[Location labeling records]

◇ ◇ ◇ ◇ ◇ ◇ ◇

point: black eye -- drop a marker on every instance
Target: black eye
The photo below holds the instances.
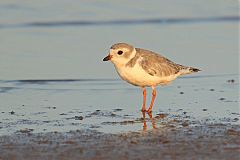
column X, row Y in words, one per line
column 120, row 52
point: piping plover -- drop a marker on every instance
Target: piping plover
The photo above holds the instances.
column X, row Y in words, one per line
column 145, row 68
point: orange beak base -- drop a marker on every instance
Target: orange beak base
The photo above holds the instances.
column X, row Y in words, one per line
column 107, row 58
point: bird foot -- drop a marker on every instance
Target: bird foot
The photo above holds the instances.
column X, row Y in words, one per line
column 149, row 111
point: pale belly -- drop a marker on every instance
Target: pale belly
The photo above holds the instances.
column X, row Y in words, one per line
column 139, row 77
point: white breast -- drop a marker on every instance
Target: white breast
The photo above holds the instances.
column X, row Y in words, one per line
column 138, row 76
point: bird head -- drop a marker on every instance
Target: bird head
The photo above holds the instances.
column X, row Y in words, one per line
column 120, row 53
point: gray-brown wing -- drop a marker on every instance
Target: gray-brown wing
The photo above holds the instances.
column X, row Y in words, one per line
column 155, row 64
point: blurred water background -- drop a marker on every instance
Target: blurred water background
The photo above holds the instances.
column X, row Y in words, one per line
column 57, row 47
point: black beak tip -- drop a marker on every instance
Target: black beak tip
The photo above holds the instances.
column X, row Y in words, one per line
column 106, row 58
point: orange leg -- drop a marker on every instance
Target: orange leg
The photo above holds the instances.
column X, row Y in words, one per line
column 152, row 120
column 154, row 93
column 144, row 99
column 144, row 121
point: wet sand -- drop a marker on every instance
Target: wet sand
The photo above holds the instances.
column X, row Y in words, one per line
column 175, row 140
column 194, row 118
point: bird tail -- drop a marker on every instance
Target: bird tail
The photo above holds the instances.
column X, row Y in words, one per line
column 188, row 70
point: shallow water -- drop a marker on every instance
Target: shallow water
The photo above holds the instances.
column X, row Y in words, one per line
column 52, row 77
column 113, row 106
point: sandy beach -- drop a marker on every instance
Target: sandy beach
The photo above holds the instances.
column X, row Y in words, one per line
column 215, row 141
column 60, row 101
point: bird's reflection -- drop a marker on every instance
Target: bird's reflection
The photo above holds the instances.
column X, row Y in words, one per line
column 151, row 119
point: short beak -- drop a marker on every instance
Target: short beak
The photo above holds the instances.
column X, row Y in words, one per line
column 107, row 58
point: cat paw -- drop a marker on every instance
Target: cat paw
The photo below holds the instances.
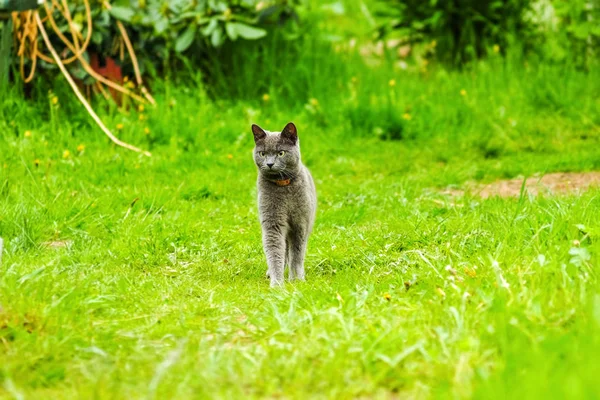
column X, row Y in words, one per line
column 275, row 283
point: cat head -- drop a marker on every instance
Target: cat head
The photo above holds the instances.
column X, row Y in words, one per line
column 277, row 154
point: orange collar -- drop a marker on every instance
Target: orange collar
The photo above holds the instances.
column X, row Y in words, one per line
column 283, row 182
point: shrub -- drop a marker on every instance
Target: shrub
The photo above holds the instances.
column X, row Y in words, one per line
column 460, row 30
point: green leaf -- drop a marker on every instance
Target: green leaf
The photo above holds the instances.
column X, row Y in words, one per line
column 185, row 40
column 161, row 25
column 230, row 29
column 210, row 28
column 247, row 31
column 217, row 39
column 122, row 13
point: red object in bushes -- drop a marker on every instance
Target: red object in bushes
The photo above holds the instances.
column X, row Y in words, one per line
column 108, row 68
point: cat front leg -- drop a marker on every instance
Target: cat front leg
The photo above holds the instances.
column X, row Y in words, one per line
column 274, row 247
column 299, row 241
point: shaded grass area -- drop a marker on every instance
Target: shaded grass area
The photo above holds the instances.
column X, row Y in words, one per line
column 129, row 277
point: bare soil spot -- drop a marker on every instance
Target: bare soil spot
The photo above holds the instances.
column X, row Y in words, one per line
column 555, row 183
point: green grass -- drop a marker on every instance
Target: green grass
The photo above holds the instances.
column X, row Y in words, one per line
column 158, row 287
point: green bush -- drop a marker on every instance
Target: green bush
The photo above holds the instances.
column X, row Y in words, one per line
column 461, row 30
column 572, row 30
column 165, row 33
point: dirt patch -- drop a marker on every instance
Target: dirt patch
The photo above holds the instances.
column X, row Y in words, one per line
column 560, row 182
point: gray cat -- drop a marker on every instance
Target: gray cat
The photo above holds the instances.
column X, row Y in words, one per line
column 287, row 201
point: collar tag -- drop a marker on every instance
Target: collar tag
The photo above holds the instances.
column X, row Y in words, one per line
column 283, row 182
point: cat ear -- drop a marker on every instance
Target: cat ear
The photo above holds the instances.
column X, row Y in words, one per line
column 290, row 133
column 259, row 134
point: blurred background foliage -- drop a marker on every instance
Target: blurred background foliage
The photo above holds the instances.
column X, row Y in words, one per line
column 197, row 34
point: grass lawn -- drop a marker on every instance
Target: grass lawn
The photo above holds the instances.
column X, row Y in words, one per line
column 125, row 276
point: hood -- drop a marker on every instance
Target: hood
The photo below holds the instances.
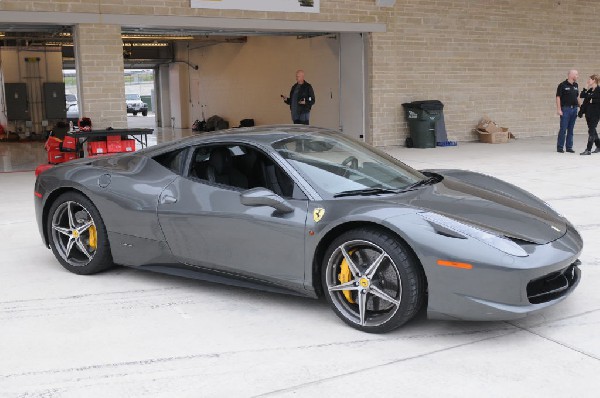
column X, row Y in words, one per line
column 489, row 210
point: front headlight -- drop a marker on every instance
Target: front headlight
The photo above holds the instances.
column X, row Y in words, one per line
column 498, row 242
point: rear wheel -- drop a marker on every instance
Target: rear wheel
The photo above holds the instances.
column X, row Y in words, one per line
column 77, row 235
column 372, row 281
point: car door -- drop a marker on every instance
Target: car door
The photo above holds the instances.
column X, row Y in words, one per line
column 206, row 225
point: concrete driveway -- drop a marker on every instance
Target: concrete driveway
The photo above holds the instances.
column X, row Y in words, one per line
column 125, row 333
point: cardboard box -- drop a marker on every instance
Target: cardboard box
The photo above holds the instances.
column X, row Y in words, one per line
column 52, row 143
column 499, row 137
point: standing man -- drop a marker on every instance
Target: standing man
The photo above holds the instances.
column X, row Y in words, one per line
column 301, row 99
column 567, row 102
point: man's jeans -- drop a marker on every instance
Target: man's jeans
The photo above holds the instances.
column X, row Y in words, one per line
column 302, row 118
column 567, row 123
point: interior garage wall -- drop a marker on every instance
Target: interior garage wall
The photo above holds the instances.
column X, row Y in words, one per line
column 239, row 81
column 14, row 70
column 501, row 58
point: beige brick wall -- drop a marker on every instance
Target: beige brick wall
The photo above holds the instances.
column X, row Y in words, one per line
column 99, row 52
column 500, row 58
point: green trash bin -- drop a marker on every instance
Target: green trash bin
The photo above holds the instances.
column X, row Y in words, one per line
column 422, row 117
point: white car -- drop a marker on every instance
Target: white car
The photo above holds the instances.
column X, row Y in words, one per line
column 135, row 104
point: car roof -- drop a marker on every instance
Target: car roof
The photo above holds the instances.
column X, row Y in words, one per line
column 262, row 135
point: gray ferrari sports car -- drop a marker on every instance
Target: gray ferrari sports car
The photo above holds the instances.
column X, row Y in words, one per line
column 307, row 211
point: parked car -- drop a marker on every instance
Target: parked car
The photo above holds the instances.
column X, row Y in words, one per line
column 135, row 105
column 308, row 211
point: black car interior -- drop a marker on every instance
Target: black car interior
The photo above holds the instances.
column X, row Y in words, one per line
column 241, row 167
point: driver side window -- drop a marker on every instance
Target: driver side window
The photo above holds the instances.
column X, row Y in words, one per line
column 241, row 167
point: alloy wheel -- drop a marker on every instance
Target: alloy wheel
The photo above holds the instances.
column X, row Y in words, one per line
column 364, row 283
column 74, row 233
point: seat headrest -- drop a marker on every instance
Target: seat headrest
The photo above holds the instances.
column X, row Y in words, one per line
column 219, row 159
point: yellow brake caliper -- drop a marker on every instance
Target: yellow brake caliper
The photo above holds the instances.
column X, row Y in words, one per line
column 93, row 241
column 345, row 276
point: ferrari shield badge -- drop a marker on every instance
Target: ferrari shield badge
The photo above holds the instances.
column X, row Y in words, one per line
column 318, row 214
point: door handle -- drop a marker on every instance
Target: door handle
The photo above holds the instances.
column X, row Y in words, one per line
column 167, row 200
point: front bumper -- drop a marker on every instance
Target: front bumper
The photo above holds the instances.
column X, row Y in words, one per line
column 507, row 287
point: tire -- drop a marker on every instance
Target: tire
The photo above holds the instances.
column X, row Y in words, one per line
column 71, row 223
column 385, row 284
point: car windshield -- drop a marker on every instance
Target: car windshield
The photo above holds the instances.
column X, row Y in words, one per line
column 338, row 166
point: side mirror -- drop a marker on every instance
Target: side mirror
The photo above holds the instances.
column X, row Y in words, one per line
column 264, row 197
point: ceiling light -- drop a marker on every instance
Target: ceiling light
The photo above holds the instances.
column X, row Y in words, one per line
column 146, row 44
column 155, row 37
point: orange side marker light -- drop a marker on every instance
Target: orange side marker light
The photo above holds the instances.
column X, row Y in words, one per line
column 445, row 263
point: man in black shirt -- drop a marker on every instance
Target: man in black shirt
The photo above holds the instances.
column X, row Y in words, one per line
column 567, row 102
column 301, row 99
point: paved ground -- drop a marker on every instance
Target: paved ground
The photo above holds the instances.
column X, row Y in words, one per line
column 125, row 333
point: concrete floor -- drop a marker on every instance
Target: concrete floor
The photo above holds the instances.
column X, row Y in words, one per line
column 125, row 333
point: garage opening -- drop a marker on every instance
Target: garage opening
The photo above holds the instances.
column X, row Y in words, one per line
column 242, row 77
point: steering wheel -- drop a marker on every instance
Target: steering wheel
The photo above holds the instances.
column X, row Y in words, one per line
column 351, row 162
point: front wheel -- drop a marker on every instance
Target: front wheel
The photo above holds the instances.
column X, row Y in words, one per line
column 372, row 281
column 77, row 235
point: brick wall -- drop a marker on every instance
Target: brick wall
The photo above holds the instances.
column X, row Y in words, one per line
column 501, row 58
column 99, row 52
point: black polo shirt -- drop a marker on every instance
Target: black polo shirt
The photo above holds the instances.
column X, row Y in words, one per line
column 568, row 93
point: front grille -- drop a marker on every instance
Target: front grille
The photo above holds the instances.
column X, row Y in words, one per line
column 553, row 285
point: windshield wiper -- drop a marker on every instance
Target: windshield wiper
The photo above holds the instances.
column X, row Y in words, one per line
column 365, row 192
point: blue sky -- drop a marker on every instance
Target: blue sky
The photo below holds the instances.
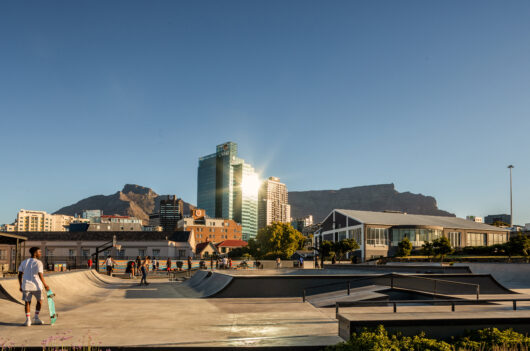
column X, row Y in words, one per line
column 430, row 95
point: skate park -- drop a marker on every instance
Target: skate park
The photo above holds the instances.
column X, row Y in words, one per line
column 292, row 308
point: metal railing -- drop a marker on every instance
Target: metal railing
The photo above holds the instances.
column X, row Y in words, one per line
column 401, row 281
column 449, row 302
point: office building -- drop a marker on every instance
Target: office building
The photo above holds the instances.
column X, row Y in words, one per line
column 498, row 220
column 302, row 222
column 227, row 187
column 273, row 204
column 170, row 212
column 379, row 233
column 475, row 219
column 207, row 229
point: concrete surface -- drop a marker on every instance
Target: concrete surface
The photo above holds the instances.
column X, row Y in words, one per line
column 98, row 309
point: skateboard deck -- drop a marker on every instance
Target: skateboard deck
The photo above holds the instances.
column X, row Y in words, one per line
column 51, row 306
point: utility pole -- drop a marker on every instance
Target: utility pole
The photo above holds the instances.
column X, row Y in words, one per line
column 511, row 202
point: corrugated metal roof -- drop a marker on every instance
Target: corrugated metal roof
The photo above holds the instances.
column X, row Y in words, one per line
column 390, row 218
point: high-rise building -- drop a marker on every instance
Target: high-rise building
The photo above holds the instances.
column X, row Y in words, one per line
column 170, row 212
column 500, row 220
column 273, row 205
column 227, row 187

◇ ◇ ◇ ◇ ◇ ◇ ◇

Take the line with "point: concrete surface" and all lines after it through the end of the records, and write them out exactly; include nothing else.

◆ The solution:
point: concrete surface -- drop a marker on every instance
Target: concrete surface
The photo above holds the instances.
column X, row Y in words, one per line
column 98, row 309
point: skateboard deck -- drop a marker on every instance
Target: skateboard deck
The photo above holds the instances.
column X, row Y in words, one per line
column 51, row 306
point: utility pole -- drop a marker on every instance
Target: utility pole
The photo above holds the instances.
column X, row Y in words, one per line
column 511, row 202
point: corrugated metal roof -- drop a marker on every instance
Target: corrugated metal roof
The photo above holds the instances.
column X, row Y in words, one per line
column 390, row 218
point: high-rise building -- drop a marker on every instance
Target: high-rise building
The photo above holds the instances.
column X, row Y in words, one per line
column 170, row 212
column 500, row 220
column 273, row 205
column 227, row 187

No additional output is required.